Record extracts START

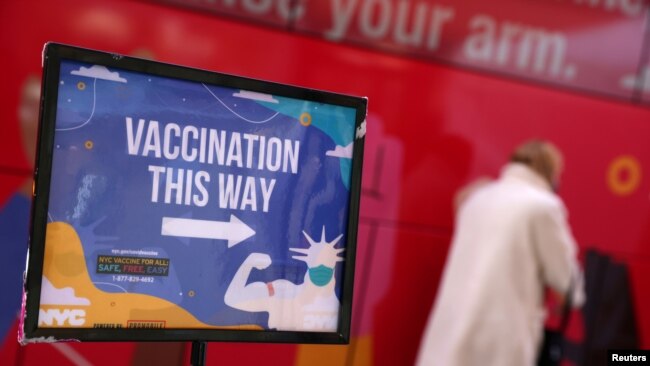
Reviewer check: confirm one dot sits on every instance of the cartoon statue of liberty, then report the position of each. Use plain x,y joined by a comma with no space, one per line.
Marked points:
310,306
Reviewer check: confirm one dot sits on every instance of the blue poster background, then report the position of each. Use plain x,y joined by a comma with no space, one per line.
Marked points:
105,193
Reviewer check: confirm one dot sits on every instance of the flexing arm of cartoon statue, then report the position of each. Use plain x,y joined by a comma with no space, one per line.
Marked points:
253,296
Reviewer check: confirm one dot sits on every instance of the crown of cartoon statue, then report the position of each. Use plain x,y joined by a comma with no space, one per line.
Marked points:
319,253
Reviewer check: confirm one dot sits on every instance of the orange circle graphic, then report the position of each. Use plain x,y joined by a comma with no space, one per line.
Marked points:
624,175
305,119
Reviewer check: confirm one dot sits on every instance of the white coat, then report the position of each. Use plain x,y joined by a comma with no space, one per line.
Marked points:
511,239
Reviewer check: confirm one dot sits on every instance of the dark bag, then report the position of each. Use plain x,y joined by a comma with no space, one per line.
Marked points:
552,350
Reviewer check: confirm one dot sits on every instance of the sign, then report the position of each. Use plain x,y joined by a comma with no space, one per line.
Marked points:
179,204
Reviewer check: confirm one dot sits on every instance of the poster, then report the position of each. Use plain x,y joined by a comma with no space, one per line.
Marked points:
177,204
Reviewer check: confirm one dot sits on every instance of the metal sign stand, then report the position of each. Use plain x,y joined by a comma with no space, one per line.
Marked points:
197,357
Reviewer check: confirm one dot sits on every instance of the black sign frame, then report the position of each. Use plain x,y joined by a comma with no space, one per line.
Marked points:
53,54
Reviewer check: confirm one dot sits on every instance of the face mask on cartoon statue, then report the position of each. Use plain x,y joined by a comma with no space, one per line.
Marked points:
321,258
321,275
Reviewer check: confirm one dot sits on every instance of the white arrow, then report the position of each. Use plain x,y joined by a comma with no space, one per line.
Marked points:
234,231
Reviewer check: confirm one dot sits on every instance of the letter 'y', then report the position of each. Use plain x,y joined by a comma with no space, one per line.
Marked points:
341,16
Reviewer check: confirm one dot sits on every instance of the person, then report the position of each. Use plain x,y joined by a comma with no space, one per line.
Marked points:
511,241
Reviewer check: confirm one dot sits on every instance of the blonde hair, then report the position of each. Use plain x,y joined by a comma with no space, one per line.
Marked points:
542,157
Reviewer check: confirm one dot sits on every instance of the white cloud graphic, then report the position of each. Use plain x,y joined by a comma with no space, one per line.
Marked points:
341,152
260,97
630,81
51,295
99,72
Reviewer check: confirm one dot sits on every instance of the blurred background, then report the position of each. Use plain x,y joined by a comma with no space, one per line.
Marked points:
453,87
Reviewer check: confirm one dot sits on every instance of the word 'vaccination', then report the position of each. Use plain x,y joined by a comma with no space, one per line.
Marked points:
200,146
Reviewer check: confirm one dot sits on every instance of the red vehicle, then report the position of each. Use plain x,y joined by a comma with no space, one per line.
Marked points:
445,107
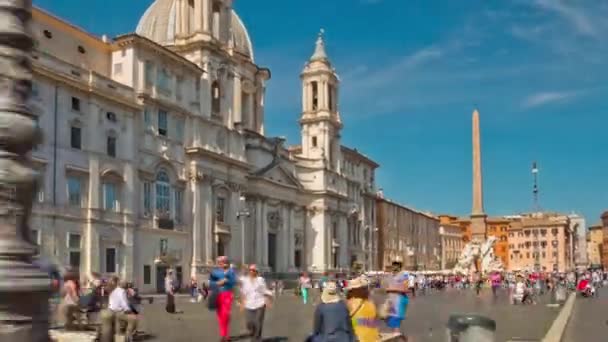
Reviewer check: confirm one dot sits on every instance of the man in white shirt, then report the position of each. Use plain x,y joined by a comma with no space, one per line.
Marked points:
120,310
253,300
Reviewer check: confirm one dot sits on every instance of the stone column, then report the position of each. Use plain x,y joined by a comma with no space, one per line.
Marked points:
237,100
258,232
248,115
198,18
304,99
197,221
206,80
206,15
264,250
208,212
344,245
225,21
291,237
235,251
179,19
91,251
284,239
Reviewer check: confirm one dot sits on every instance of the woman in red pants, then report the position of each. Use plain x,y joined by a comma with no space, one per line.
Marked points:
222,281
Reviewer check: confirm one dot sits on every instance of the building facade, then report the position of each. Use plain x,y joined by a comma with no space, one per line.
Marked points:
604,220
541,241
407,236
578,226
452,245
495,226
156,156
595,242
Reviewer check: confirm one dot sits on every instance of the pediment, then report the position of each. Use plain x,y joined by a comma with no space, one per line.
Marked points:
280,175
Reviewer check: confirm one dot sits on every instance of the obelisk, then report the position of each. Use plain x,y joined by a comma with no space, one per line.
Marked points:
478,216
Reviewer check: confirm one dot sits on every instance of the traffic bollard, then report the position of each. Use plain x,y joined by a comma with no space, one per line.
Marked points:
470,328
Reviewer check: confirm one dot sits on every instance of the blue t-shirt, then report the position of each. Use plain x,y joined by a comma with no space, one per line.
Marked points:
218,274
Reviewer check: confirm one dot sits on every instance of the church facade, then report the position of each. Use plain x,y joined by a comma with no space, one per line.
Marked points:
155,153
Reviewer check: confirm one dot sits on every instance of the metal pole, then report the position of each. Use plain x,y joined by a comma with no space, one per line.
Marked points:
24,288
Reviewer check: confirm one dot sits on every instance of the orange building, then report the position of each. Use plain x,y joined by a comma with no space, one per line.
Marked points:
496,226
605,237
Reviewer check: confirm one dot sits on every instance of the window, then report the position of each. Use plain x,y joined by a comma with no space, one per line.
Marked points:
163,80
215,23
147,198
111,146
197,89
35,91
147,117
110,260
179,129
215,98
315,95
110,200
75,104
162,123
111,116
40,195
164,246
147,275
74,191
178,88
148,73
330,97
74,250
163,193
118,68
75,137
35,236
334,230
179,197
219,209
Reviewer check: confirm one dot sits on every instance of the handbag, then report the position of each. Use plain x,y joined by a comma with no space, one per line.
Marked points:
384,310
212,300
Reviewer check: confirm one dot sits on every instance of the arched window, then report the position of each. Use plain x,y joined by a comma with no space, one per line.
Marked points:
163,193
215,19
215,98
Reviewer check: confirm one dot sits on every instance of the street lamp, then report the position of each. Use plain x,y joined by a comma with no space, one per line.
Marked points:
24,288
241,215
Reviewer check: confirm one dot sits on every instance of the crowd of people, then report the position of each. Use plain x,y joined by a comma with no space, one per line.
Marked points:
344,310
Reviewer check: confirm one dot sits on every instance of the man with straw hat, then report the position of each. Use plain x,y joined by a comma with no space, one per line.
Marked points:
397,300
254,295
362,311
332,321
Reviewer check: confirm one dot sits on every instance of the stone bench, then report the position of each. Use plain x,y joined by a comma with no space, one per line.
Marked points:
60,335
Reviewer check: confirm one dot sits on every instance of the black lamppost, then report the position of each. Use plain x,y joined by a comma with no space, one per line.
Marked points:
24,288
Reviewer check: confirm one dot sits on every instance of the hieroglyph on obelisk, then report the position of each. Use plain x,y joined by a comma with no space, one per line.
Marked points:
478,216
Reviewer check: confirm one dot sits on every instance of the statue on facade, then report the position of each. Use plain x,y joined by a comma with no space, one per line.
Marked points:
482,251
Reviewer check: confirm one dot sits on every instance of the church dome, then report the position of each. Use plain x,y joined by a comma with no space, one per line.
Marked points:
159,20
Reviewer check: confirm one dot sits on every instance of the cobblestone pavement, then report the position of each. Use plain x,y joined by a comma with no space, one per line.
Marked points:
291,320
588,321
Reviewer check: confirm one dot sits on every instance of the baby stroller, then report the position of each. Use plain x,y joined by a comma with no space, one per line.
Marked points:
585,288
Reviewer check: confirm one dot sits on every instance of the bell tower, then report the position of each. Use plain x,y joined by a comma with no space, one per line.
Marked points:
320,120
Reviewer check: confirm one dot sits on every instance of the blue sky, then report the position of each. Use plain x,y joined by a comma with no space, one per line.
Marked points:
413,71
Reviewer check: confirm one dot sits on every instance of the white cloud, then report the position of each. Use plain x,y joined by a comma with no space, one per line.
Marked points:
548,97
577,17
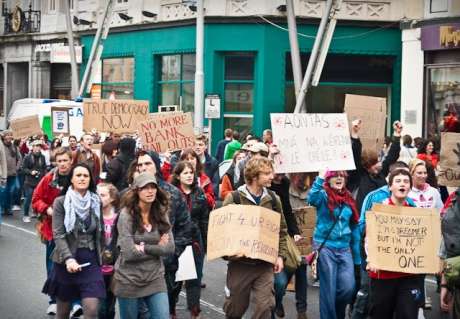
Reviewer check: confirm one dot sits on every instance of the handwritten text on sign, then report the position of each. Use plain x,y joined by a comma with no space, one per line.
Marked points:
404,241
240,230
449,167
120,116
310,142
167,131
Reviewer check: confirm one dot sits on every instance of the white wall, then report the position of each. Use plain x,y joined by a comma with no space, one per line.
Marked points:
412,83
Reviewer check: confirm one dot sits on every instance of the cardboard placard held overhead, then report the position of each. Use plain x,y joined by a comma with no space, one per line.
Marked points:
26,126
306,221
309,142
167,131
117,116
60,120
372,111
244,230
403,239
449,166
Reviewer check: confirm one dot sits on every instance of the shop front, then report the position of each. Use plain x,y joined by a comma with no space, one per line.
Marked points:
248,66
441,45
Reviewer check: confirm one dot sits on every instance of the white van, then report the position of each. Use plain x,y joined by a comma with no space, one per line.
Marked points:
42,107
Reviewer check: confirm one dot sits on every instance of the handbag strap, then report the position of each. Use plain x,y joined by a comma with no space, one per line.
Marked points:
329,232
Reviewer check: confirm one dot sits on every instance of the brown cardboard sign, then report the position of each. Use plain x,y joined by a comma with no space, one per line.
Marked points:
167,131
403,239
372,111
244,230
26,126
120,116
449,166
306,221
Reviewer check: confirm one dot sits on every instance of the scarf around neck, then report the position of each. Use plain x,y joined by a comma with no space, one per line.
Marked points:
81,206
335,199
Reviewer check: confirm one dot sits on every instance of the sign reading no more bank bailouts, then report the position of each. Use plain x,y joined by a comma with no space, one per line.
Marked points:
403,239
244,231
312,142
120,116
167,131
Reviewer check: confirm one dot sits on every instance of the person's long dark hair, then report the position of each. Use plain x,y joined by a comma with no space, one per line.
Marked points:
92,182
158,214
178,169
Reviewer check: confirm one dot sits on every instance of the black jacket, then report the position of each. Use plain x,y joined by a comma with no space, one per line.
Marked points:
282,190
33,163
360,181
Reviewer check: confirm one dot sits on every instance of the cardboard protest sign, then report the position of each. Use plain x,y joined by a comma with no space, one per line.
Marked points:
26,126
244,230
449,166
309,142
372,111
120,116
60,120
167,131
306,221
403,239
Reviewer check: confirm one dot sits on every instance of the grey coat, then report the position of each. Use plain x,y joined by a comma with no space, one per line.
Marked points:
67,243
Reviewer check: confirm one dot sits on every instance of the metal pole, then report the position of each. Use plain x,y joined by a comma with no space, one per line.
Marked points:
313,56
94,48
294,43
73,60
199,73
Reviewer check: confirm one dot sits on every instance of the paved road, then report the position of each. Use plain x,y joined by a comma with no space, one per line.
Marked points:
22,274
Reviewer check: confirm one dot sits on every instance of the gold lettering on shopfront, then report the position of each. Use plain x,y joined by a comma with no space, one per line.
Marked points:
448,35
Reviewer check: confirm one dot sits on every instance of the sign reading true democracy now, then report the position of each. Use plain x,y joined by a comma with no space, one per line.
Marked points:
311,142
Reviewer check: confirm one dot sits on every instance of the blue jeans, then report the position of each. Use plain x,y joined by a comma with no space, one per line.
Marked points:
336,282
281,281
28,191
157,303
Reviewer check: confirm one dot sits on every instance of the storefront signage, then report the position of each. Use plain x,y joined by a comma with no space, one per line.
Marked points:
441,37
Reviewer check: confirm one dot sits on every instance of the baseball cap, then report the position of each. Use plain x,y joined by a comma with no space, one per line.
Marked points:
144,179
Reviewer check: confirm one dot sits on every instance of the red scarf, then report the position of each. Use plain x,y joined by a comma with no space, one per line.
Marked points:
335,199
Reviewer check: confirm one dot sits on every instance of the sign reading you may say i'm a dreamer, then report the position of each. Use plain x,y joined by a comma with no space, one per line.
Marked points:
311,142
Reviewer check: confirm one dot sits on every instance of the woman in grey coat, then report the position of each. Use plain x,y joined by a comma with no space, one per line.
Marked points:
78,234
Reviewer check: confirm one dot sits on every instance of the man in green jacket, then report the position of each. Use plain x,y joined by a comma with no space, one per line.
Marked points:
245,274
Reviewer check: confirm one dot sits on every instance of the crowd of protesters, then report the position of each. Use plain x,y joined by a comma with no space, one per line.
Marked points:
114,223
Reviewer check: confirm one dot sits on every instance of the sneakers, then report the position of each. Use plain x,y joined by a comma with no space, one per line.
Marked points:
76,311
279,311
51,310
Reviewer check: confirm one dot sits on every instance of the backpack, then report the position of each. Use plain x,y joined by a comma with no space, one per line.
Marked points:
450,227
237,199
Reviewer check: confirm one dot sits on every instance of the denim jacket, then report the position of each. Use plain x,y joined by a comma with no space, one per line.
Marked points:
345,233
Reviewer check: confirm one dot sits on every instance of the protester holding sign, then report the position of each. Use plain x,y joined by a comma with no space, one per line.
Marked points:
337,234
185,179
395,293
244,274
370,173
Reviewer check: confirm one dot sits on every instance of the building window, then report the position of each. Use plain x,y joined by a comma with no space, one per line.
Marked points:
443,97
51,5
342,74
239,91
118,78
176,85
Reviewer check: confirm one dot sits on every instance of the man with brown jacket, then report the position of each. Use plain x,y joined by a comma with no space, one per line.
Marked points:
245,274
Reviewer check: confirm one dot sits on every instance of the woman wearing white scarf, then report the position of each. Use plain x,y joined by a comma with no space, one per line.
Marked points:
78,234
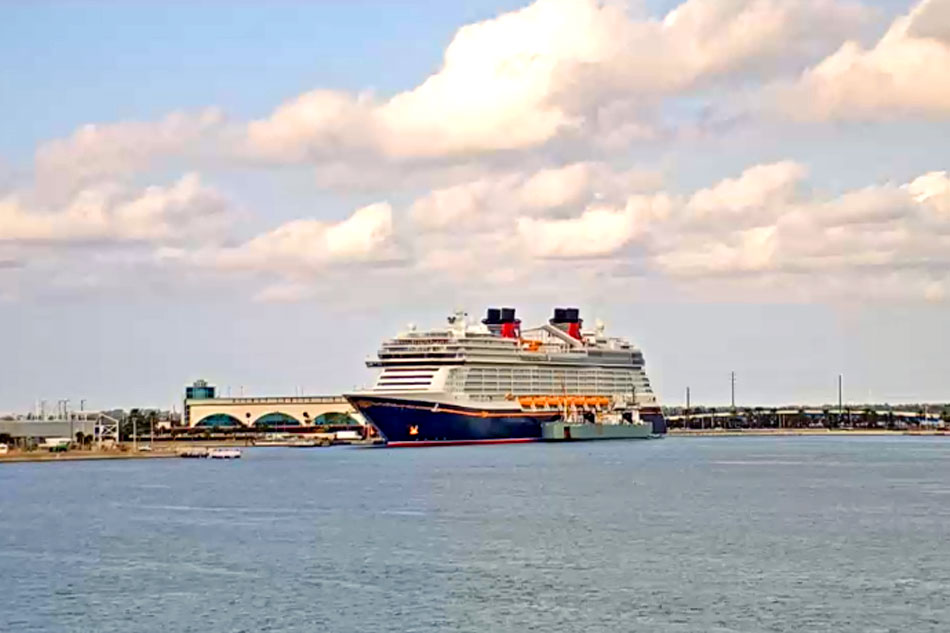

Record extracts END

**What you will do**
Return all lines in the entries above that carry the word "shirt".

**Response to this task**
Reviewer check: confirm one dot sits on every instance of the man in white shirt, then report the position of each. Use plain x,y joined by a comma with no space, one per line.
Reviewer check: confirm one dot sits on every instance of the blue t-shirt, then report the position of each. Use plain x,y joined by a comma with no space, one per line.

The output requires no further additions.